» JOB
Write out all of the lines below, character for character, with nothing changed.

+--

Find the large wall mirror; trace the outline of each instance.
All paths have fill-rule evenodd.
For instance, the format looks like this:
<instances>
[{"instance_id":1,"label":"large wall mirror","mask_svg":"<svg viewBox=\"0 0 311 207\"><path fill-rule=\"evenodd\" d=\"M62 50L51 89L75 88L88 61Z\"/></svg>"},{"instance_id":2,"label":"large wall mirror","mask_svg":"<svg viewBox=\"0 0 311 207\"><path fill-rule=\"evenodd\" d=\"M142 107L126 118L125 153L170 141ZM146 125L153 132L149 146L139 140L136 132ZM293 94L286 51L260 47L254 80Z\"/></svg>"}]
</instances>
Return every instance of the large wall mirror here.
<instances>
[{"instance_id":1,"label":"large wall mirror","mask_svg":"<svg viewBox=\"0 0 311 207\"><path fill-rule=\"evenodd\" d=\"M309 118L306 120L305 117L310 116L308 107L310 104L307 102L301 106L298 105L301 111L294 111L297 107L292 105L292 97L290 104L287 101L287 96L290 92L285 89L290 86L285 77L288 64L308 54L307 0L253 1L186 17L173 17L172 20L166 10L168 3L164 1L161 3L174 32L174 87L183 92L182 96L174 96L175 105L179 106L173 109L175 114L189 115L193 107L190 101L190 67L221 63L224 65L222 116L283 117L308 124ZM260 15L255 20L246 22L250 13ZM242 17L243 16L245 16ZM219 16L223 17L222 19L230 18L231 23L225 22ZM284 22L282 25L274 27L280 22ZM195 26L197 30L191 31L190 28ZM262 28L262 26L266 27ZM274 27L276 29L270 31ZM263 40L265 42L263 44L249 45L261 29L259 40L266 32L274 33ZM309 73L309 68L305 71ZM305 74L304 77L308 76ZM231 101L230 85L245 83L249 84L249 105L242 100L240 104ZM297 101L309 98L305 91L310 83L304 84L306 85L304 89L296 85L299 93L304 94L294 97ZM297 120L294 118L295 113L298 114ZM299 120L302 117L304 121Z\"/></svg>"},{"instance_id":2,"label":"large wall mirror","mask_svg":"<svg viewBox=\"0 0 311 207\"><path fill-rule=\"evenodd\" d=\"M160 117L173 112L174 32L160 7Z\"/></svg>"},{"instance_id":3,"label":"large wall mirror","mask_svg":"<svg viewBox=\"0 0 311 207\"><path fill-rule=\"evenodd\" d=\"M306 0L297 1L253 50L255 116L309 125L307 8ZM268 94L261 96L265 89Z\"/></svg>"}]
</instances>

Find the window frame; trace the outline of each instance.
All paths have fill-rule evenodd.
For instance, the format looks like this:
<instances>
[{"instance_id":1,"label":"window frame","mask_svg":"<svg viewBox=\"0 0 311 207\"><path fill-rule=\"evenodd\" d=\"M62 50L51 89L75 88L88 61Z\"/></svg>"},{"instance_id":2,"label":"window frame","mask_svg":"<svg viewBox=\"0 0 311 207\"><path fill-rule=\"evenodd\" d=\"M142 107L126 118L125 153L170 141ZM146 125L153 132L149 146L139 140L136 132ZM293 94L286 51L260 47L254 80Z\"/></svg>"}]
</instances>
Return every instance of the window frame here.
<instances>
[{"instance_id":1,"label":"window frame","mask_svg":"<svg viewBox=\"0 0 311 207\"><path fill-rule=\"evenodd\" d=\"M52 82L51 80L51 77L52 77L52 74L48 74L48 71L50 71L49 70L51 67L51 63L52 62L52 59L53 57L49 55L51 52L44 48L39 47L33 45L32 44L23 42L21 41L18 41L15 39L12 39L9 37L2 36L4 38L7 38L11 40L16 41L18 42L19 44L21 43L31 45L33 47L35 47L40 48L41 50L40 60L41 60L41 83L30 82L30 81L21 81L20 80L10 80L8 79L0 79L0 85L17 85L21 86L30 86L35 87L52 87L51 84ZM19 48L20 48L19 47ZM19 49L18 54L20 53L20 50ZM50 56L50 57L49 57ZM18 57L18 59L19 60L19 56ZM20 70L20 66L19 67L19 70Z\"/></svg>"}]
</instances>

+--

» SOLUTION TO THE EXERCISE
Find the large wall mirror; trace the outline of each instance.
All paths have fill-rule evenodd.
For instance, the format looks like this:
<instances>
[{"instance_id":1,"label":"large wall mirror","mask_svg":"<svg viewBox=\"0 0 311 207\"><path fill-rule=\"evenodd\" d=\"M62 50L51 89L75 88L88 61Z\"/></svg>"},{"instance_id":2,"label":"large wall mirror","mask_svg":"<svg viewBox=\"0 0 311 207\"><path fill-rule=\"evenodd\" d=\"M142 107L126 118L125 153L170 141ZM146 125L153 132L149 146L139 140L136 132ZM293 94L286 51L260 47L254 80Z\"/></svg>"}]
</instances>
Return every instance of the large wall mirror here.
<instances>
[{"instance_id":1,"label":"large wall mirror","mask_svg":"<svg viewBox=\"0 0 311 207\"><path fill-rule=\"evenodd\" d=\"M309 118L306 120L305 117L310 116L308 107L310 104L307 102L301 106L298 105L301 111L294 111L297 107L292 105L292 97L290 104L287 101L287 96L290 92L285 89L290 86L285 77L288 64L308 54L307 0L253 1L186 17L173 17L172 20L166 10L168 3L164 1L161 3L174 32L174 87L183 92L182 96L174 96L175 105L179 106L173 109L175 114L189 115L193 107L190 101L190 67L221 63L224 65L222 116L283 117L308 124ZM260 15L255 20L246 22L250 13ZM242 17L243 16L245 16ZM219 16L223 17L222 19L230 18L231 23L225 22ZM284 22L282 25L274 27L280 22ZM195 26L197 30L191 31L190 28ZM262 28L262 26L266 27ZM274 27L276 29L270 31ZM263 40L265 42L263 44L249 45L261 29L259 40L266 32L274 33ZM309 73L309 68L305 71ZM305 74L304 77L308 76ZM231 101L230 85L245 83L249 84L249 105L242 100L240 104ZM297 101L309 98L305 91L310 83L304 84L306 85L304 89L296 85L299 93L304 94L294 97ZM297 120L294 118L295 113L298 114ZM299 120L302 117L304 121Z\"/></svg>"},{"instance_id":2,"label":"large wall mirror","mask_svg":"<svg viewBox=\"0 0 311 207\"><path fill-rule=\"evenodd\" d=\"M160 117L173 112L174 32L160 7Z\"/></svg>"},{"instance_id":3,"label":"large wall mirror","mask_svg":"<svg viewBox=\"0 0 311 207\"><path fill-rule=\"evenodd\" d=\"M306 0L297 1L253 50L255 116L309 125L307 8ZM268 94L261 96L265 89Z\"/></svg>"}]
</instances>

Find the window frame; trace the outline of each instance.
All paths have fill-rule evenodd.
For instance, the format looks like this:
<instances>
[{"instance_id":1,"label":"window frame","mask_svg":"<svg viewBox=\"0 0 311 207\"><path fill-rule=\"evenodd\" d=\"M62 50L51 89L75 88L88 61Z\"/></svg>"},{"instance_id":2,"label":"window frame","mask_svg":"<svg viewBox=\"0 0 311 207\"><path fill-rule=\"evenodd\" d=\"M142 107L126 118L125 153L170 141ZM146 125L153 132L149 146L139 140L136 132ZM293 94L286 51L260 47L254 80Z\"/></svg>"}]
</instances>
Return every instance of the window frame here.
<instances>
[{"instance_id":1,"label":"window frame","mask_svg":"<svg viewBox=\"0 0 311 207\"><path fill-rule=\"evenodd\" d=\"M52 82L51 80L51 77L52 77L52 74L48 74L48 71L50 71L49 70L51 67L51 63L52 62L52 59L53 57L49 55L51 52L44 48L39 47L33 45L32 44L23 42L21 41L18 41L15 39L12 39L9 37L2 36L4 38L7 38L11 40L16 41L18 42L19 44L21 43L31 45L33 47L35 47L40 48L41 50L40 60L41 60L41 83L30 82L30 81L21 81L20 80L10 80L8 79L0 79L0 85L17 85L21 86L30 86L35 87L52 87L51 84ZM19 48L20 48L19 47ZM19 49L18 54L20 53L20 50ZM50 56L50 57L49 57ZM18 57L18 59L19 60L19 56ZM20 70L20 66L19 67L19 70Z\"/></svg>"}]
</instances>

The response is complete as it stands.